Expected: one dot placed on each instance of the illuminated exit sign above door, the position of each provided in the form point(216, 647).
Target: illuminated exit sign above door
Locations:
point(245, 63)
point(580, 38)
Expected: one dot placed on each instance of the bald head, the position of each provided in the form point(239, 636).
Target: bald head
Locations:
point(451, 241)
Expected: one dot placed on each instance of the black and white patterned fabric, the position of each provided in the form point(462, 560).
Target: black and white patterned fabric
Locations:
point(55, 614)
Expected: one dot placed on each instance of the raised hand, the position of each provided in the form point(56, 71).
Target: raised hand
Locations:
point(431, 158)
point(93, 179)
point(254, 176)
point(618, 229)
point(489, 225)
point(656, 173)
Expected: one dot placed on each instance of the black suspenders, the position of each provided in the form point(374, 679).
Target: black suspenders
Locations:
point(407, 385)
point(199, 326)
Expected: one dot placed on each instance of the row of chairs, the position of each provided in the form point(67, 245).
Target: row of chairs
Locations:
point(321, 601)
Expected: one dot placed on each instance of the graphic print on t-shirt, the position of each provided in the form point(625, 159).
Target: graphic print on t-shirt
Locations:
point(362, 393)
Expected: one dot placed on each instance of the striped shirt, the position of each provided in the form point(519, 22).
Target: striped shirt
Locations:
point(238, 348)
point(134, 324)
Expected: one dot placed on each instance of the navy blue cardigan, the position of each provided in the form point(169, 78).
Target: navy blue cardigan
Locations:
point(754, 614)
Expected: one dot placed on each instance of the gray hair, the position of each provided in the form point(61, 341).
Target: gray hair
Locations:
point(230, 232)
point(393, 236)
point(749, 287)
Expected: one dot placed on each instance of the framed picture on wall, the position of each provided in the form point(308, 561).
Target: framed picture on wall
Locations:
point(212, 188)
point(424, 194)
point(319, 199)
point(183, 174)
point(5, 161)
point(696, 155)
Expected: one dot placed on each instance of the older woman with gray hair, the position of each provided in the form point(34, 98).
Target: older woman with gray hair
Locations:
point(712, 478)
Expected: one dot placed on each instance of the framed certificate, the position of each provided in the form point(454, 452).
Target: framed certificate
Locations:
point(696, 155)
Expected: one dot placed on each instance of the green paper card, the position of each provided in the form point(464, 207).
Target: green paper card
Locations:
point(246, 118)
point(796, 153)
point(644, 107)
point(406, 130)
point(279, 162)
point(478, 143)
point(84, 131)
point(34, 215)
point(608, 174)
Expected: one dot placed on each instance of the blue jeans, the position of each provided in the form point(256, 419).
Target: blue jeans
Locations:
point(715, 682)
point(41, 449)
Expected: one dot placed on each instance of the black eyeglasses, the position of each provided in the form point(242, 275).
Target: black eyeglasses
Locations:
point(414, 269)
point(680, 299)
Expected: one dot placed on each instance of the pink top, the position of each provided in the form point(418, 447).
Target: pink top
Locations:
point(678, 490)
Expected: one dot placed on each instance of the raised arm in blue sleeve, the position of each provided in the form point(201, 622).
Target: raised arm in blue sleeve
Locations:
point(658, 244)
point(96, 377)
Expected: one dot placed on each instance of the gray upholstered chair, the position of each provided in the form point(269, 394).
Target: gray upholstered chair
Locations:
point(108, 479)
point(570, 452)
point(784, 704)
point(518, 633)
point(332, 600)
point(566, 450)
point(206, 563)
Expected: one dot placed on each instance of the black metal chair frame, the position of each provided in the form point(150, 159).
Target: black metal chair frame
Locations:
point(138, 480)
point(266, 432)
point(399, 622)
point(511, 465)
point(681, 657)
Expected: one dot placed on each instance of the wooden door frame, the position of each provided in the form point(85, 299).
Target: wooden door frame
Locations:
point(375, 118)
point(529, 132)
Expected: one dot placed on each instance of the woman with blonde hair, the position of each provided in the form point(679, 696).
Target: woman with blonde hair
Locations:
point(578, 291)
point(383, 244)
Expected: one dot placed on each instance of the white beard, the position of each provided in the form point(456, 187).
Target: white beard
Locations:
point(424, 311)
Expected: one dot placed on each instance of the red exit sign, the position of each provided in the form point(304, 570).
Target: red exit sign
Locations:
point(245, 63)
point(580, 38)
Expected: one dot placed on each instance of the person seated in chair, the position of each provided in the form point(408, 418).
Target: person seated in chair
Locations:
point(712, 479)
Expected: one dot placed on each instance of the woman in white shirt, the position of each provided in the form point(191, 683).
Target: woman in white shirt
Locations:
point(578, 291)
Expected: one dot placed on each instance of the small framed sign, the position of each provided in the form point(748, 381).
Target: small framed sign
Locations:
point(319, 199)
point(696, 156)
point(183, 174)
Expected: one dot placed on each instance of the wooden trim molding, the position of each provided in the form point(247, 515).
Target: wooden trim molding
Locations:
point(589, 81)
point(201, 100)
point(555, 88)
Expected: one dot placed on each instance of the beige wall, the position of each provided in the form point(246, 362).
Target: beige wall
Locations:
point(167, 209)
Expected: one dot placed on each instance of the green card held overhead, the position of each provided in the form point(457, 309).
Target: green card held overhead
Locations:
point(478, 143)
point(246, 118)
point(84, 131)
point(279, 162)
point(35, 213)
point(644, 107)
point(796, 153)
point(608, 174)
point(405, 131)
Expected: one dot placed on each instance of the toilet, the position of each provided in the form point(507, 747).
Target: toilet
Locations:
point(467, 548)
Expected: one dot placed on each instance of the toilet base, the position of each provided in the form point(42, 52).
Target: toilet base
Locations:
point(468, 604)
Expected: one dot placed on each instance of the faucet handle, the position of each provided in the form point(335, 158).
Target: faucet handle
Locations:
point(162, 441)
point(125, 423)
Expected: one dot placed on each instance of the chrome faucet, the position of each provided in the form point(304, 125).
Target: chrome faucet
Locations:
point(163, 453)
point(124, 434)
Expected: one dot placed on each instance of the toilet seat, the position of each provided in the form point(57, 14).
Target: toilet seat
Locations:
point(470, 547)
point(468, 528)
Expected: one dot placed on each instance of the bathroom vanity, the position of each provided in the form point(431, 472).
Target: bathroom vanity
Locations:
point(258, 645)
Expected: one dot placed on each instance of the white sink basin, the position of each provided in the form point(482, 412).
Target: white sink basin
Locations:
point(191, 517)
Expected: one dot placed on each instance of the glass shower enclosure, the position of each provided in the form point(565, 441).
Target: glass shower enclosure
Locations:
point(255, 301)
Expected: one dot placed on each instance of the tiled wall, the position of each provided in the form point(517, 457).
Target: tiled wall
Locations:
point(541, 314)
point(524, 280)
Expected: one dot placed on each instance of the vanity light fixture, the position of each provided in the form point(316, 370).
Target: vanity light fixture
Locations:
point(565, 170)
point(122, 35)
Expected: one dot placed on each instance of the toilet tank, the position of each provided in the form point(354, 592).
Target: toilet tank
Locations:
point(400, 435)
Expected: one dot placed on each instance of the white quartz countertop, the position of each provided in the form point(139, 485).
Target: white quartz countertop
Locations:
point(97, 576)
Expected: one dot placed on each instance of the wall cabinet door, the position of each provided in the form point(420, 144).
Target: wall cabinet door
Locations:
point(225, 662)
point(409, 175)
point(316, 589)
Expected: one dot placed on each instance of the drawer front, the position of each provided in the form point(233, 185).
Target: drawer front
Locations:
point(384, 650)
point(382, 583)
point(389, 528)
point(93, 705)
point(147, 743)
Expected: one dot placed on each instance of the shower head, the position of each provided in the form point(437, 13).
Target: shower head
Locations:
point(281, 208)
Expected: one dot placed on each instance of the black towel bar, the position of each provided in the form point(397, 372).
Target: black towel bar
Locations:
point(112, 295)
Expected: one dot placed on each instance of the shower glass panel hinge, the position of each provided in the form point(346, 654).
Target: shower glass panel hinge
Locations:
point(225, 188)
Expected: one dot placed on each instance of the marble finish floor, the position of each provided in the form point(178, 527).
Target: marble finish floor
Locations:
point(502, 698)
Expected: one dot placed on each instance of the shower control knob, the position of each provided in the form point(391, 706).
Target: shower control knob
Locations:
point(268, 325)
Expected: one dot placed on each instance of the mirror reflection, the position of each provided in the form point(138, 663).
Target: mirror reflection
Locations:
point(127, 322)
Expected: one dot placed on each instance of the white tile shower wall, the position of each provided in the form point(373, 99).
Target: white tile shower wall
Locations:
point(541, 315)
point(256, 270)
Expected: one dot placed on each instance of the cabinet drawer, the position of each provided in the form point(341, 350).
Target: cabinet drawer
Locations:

#####

Reproduce verbatim every line from the one containing "form point(354, 592)." through the one containing "point(268, 325)", including both of those lines.

Expected: one dot placed on each instance of the toilet tank, the position of each provided in the form point(354, 592).
Target: toilet tank
Locations:
point(400, 435)
Expected: one dot placed on each instance of the white quartz countertop, the position of each provided in the form point(139, 485).
Target: white quartz countertop
Locations:
point(97, 576)
Expected: one dot placed on each instance of the wall cabinet door, the position of each provided in the form point(420, 144).
Target: wall cabinet door
Locations:
point(225, 662)
point(409, 175)
point(316, 589)
Expected: one dot placed on each instance of the drawer front, the position of each provided in the form point(233, 185).
Target: drawer front
Locations:
point(384, 650)
point(382, 583)
point(389, 528)
point(93, 705)
point(147, 743)
Expected: one dot placed on each instance of the shower head, the position of each provided in the form point(437, 13).
Target: shower head
Locations:
point(281, 208)
Expected: one dot placed on each instance of the black towel bar, the position of each provided in the form point(397, 372).
Target: black towel bar
Locations:
point(112, 295)
Expected: one dot placed on each instance of the shower glass panel hinge, the position of each provided in the form point(346, 654).
Target: shower glass panel hinge
Locations:
point(225, 188)
Expected: one dot placed on each instance of the marble finish floor, the position of each provided in the form point(178, 527).
Target: marble finish floor
Locations:
point(502, 698)
Expected: one dot placed on each instance of the shower control knob, the position of each provided in the form point(391, 706).
Target: shower control knob
Locations:
point(268, 325)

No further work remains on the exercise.